▶ [Description of the task]: Quote the records word for word from the line with "Task: indicate one point on every instance of the apartment" through the end of the records.

▶ [Records for this exercise]:
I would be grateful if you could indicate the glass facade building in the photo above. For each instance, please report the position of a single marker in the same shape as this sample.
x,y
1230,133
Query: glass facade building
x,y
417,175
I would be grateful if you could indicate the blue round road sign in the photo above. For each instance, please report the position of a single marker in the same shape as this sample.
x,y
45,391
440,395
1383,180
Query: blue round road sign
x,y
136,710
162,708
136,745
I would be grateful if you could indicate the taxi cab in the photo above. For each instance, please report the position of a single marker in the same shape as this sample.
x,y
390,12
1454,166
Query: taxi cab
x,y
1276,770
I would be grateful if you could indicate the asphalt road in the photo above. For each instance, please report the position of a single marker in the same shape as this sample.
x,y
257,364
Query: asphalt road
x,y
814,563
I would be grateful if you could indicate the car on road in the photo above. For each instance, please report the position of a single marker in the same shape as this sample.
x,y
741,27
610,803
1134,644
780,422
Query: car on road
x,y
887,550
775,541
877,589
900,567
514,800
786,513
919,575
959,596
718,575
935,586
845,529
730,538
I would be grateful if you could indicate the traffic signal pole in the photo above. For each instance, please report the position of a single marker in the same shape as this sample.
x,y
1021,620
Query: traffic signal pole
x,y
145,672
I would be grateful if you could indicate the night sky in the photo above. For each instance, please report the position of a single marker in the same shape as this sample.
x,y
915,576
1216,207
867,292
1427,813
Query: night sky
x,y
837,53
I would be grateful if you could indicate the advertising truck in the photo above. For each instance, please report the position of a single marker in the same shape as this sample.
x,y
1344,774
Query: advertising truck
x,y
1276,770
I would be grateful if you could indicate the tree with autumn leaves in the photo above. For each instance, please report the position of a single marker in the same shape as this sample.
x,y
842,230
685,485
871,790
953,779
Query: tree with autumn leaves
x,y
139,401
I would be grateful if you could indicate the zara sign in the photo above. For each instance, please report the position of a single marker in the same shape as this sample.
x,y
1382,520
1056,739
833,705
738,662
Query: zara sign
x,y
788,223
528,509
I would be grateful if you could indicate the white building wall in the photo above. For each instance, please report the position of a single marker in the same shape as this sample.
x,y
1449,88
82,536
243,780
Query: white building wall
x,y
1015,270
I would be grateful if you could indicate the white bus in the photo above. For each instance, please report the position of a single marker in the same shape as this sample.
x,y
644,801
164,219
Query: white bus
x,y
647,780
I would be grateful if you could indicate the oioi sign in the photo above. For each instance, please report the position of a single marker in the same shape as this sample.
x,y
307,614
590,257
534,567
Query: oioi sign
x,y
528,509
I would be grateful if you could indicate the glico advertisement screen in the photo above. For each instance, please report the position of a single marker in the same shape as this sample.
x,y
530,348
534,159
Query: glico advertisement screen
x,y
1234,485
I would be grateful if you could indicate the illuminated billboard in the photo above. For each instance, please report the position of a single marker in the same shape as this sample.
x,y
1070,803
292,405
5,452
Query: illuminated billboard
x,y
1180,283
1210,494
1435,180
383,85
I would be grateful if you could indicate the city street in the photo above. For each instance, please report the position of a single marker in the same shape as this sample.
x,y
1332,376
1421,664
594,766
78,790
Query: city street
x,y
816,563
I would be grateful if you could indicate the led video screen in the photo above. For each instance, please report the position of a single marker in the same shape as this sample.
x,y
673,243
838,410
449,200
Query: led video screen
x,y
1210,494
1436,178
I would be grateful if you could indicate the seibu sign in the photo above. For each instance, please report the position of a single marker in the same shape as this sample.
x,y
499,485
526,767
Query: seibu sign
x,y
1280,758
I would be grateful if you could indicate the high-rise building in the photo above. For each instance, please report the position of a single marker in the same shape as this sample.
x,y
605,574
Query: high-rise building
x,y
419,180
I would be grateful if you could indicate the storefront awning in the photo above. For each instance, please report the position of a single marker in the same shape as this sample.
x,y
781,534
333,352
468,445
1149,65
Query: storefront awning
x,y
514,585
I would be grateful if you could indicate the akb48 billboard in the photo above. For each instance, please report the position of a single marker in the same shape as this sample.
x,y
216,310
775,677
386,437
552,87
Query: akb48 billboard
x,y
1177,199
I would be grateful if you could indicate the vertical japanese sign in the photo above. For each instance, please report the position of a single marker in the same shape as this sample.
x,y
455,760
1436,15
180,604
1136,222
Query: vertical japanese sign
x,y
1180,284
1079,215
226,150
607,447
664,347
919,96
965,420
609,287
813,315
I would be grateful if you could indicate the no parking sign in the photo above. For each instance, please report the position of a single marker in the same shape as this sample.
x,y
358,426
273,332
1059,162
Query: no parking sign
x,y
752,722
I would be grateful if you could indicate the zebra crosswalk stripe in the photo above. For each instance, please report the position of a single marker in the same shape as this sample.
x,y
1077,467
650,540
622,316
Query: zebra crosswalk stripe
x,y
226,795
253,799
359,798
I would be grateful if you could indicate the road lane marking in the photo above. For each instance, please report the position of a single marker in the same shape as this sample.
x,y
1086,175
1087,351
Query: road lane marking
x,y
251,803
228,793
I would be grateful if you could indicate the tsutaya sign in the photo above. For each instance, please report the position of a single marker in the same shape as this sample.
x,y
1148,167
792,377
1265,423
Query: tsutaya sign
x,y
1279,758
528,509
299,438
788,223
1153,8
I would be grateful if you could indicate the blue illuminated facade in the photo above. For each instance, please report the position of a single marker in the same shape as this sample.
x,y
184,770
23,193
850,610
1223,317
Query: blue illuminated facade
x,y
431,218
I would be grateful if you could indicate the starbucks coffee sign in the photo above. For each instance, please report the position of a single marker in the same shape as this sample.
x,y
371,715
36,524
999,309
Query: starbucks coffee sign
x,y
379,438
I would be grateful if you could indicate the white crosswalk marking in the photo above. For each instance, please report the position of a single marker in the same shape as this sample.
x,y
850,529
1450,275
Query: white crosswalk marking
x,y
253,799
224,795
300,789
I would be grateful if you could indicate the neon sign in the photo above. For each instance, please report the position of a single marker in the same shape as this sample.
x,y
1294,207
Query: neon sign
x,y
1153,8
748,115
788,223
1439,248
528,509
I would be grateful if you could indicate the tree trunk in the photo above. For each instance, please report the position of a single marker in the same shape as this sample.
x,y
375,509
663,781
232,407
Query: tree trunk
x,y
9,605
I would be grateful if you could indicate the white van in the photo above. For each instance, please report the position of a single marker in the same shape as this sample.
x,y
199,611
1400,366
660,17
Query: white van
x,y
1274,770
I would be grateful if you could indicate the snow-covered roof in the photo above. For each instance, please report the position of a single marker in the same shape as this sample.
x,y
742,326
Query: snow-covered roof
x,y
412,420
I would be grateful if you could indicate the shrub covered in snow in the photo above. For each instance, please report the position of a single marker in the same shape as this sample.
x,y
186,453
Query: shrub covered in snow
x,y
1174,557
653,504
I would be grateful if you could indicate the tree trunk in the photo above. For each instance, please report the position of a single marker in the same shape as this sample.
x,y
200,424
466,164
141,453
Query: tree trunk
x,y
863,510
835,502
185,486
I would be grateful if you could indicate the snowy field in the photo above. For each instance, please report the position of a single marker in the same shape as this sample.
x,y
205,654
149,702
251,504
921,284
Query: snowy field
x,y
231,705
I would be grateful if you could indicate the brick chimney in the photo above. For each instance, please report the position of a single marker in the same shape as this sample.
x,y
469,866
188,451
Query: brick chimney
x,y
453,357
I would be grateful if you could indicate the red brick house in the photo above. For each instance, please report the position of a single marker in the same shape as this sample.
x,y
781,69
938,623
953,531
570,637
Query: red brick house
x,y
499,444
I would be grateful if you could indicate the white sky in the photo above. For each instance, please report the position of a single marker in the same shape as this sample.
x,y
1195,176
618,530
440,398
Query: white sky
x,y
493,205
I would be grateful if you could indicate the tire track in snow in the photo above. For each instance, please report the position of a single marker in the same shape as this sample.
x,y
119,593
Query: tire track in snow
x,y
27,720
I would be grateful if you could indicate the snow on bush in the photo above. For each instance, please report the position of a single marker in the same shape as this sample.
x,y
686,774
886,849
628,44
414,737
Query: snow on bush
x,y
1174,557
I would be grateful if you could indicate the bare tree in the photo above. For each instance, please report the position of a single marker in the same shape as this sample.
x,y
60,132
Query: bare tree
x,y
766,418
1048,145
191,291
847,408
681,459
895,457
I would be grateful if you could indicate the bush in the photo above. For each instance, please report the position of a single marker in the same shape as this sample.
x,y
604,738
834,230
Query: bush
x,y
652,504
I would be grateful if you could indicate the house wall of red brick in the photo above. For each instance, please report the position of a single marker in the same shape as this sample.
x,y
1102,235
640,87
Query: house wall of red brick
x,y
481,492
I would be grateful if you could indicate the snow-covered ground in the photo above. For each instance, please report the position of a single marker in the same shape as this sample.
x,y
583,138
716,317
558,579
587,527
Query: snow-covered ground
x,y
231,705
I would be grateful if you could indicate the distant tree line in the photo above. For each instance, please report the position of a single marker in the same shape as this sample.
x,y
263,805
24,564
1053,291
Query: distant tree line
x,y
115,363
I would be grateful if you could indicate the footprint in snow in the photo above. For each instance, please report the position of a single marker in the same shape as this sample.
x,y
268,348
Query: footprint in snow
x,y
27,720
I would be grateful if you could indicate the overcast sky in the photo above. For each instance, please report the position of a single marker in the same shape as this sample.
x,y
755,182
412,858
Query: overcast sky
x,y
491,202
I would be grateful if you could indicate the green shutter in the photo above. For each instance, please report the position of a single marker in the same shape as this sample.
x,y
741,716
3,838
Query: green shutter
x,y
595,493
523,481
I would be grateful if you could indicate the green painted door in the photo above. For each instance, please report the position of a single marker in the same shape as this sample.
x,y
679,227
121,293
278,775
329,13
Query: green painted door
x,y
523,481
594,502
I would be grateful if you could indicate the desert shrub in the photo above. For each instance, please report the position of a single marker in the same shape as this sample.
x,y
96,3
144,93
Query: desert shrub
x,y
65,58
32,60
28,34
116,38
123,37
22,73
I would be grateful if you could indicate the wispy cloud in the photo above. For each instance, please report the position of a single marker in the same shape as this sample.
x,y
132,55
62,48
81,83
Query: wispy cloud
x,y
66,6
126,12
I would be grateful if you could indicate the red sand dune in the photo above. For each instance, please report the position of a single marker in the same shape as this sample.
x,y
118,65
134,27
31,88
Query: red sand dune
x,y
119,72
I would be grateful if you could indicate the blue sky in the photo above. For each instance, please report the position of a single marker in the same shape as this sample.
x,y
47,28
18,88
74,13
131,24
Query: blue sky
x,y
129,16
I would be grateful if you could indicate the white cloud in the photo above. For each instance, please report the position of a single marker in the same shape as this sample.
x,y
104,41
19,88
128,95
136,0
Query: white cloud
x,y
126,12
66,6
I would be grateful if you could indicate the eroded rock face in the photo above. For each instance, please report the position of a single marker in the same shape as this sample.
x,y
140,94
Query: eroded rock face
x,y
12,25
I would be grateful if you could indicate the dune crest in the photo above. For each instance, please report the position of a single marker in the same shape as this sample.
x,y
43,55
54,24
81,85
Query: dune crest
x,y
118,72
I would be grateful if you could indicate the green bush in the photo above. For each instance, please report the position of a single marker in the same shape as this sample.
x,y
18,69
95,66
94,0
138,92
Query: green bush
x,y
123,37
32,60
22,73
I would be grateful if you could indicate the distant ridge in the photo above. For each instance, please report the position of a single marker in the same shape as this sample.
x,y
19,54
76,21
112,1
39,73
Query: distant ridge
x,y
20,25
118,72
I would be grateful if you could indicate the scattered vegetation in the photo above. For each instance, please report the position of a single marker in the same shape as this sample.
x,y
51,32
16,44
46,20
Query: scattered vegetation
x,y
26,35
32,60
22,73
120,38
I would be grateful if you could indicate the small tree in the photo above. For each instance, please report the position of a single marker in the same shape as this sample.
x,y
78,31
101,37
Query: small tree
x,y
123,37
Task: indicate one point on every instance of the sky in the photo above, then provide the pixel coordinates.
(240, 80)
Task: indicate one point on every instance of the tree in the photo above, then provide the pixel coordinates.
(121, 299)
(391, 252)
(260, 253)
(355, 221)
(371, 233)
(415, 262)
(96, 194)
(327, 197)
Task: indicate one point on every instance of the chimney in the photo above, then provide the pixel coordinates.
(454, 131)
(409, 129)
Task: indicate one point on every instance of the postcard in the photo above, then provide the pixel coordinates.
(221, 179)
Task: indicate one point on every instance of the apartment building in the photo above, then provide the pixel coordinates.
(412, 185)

▶ [Answer in full]:
Task: indicate one point on every instance of the apartment building in the photo above, then provide the pixel coordinates.
(412, 185)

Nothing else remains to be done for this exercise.